Pointing dataset records
▬▬▬▬▬▬

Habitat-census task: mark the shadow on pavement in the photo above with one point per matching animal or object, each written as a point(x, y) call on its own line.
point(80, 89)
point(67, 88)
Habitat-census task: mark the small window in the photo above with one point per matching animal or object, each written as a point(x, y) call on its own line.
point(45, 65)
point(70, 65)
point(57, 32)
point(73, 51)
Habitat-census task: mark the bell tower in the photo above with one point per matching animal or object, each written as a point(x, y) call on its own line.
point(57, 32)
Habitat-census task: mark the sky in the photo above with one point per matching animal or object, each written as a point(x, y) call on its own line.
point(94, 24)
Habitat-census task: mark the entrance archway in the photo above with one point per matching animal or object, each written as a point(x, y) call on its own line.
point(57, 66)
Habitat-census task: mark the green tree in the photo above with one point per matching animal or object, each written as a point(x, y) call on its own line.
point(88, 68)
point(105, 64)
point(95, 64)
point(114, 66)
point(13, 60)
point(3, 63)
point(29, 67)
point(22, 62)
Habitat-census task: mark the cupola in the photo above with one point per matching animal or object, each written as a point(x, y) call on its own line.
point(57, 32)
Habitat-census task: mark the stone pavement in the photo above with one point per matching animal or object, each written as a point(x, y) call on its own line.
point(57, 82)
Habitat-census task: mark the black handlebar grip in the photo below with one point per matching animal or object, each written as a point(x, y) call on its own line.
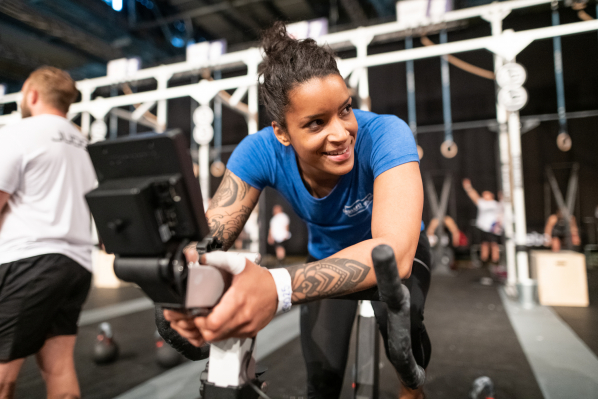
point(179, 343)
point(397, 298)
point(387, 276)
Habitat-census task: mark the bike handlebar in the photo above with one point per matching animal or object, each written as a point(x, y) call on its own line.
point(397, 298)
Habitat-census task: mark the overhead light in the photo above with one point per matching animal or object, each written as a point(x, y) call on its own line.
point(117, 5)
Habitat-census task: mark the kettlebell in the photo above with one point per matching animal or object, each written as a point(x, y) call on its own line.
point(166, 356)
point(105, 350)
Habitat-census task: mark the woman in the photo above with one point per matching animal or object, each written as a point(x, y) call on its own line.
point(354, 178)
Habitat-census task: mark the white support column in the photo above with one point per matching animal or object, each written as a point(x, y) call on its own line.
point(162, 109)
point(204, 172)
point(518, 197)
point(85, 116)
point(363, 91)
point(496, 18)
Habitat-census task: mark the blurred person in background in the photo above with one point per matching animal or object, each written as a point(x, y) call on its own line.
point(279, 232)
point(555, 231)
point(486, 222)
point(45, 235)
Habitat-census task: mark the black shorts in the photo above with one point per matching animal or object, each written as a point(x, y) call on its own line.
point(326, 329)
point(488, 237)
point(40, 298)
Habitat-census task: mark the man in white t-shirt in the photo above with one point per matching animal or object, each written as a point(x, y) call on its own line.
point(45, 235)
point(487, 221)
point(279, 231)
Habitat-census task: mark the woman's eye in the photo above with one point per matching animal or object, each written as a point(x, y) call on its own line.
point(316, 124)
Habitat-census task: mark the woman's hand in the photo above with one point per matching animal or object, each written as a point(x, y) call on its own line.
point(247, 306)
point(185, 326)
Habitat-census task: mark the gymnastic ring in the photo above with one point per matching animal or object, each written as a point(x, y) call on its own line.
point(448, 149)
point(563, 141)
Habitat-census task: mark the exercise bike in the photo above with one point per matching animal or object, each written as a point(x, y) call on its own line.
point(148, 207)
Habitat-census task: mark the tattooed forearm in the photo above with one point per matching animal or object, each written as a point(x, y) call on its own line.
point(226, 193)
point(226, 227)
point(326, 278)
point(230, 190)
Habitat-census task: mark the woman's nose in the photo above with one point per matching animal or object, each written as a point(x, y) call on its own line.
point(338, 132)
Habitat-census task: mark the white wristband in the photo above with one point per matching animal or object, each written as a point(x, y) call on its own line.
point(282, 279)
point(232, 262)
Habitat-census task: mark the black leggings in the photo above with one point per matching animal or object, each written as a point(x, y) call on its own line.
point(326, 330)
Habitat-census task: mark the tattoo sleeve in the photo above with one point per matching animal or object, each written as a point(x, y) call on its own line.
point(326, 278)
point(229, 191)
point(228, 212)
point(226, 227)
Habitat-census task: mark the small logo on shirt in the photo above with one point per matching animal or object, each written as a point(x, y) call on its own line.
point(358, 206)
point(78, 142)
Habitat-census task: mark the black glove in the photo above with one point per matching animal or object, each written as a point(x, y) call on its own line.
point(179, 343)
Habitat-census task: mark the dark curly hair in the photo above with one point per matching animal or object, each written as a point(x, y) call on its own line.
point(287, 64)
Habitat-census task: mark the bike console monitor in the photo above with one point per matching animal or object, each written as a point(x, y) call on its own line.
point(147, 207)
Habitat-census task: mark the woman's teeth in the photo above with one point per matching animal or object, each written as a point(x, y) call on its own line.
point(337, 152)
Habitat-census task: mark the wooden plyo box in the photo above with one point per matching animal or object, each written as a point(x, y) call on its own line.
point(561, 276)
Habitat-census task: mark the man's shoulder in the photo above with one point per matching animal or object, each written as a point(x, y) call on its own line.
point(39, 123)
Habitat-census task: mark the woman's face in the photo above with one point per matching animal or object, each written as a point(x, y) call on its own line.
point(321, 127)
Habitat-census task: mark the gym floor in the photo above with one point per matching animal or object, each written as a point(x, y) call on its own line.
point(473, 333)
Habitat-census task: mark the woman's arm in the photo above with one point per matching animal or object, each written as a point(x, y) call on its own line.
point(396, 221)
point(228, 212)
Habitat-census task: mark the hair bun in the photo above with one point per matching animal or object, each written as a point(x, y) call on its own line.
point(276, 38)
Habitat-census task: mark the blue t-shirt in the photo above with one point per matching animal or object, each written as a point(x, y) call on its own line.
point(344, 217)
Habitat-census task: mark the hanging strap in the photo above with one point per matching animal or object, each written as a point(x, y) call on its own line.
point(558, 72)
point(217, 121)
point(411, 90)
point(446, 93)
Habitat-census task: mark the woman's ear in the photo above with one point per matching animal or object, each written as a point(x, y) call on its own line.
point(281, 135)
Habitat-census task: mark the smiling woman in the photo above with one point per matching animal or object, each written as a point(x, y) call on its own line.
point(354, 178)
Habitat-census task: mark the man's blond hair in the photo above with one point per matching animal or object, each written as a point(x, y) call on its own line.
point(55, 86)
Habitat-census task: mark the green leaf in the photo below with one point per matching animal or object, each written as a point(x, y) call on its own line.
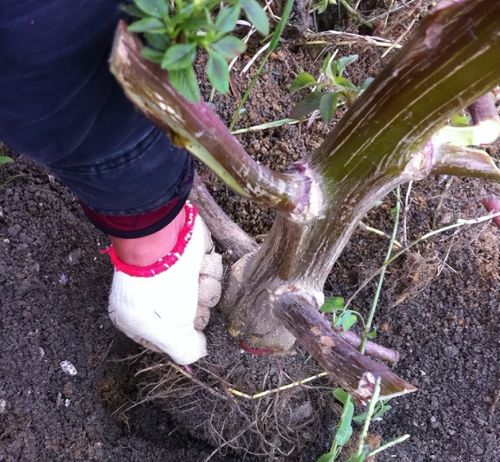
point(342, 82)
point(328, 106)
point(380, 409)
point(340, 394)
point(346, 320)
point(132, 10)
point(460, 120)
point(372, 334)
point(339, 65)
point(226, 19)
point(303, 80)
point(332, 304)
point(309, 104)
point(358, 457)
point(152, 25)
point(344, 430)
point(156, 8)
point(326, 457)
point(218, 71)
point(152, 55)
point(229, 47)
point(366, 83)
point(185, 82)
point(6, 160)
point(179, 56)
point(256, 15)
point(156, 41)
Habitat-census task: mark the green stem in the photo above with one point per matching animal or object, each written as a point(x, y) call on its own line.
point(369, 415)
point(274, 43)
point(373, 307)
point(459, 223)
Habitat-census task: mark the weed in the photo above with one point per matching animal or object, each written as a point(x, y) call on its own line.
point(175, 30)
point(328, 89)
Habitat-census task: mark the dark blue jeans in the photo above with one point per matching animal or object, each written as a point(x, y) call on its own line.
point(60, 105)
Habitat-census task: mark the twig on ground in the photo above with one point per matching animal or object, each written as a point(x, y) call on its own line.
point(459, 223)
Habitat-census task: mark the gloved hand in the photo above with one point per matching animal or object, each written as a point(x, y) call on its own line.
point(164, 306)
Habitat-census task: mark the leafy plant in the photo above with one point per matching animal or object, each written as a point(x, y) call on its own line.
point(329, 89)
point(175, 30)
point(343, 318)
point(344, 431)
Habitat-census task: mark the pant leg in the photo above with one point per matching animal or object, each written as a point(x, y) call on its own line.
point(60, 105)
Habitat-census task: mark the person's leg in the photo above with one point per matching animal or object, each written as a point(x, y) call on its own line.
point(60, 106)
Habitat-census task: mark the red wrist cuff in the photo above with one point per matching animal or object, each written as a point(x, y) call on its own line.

▬▬▬▬▬▬

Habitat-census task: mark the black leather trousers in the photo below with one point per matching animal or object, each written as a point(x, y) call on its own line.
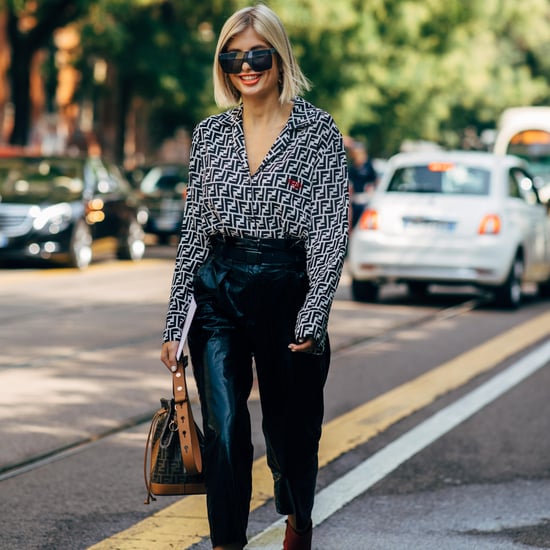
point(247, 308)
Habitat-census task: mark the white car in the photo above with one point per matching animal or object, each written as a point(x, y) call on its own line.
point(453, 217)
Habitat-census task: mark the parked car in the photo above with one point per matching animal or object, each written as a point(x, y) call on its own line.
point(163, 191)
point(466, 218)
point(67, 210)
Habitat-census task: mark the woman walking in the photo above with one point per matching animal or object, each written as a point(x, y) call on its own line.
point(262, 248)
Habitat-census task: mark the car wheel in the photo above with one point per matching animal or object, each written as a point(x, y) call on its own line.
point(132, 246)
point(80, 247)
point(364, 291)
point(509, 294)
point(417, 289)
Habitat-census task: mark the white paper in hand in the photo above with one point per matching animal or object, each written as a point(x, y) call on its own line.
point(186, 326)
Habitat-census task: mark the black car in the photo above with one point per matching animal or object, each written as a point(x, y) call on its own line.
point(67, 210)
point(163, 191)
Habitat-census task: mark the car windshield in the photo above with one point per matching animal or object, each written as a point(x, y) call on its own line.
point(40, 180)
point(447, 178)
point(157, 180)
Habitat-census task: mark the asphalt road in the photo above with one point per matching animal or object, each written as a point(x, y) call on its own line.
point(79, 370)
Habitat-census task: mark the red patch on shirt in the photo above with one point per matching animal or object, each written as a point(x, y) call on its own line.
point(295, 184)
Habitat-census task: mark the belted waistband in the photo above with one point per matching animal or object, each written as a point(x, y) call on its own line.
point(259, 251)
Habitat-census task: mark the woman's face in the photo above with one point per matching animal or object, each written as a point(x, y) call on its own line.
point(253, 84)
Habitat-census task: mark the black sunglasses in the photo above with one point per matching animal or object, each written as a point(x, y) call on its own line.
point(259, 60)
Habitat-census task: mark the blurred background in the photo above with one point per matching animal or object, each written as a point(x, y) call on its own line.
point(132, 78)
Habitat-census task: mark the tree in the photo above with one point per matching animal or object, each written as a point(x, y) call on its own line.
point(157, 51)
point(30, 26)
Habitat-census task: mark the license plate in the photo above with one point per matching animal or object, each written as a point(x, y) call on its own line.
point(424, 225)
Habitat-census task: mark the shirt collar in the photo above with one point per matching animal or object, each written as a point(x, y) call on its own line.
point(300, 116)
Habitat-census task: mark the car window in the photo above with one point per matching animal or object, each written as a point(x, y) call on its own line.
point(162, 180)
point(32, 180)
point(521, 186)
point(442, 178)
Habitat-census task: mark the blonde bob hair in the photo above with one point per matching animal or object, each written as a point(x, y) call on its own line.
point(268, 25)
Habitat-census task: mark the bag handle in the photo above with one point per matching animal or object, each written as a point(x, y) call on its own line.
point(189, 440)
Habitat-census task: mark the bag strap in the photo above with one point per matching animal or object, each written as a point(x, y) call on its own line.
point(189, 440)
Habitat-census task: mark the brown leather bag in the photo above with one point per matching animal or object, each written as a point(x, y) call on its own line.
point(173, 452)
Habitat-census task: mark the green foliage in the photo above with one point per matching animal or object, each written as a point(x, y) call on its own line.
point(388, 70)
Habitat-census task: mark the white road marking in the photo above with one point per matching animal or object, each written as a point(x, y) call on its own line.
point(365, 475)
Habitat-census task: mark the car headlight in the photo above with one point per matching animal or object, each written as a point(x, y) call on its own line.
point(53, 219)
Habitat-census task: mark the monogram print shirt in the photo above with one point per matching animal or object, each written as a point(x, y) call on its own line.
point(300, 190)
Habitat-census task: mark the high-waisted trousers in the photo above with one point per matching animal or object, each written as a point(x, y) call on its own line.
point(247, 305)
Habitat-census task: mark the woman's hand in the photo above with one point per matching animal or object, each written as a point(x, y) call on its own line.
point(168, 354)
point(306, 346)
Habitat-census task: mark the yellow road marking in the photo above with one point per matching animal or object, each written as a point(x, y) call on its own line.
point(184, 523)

▬▬▬▬▬▬

Short task:
Report every line of the material that contains the string "blue", copying each one in full.

Answer to the task:
Habitat-census task: mark the blue t-shirt in the photo above with one point per matching animal or object, each written as a point(x, y) call on its own line.
Habitat-census task: mark the dark blue jeans in the photo above with one point per matching animal or object, each written as a point(x, y) call on its own line.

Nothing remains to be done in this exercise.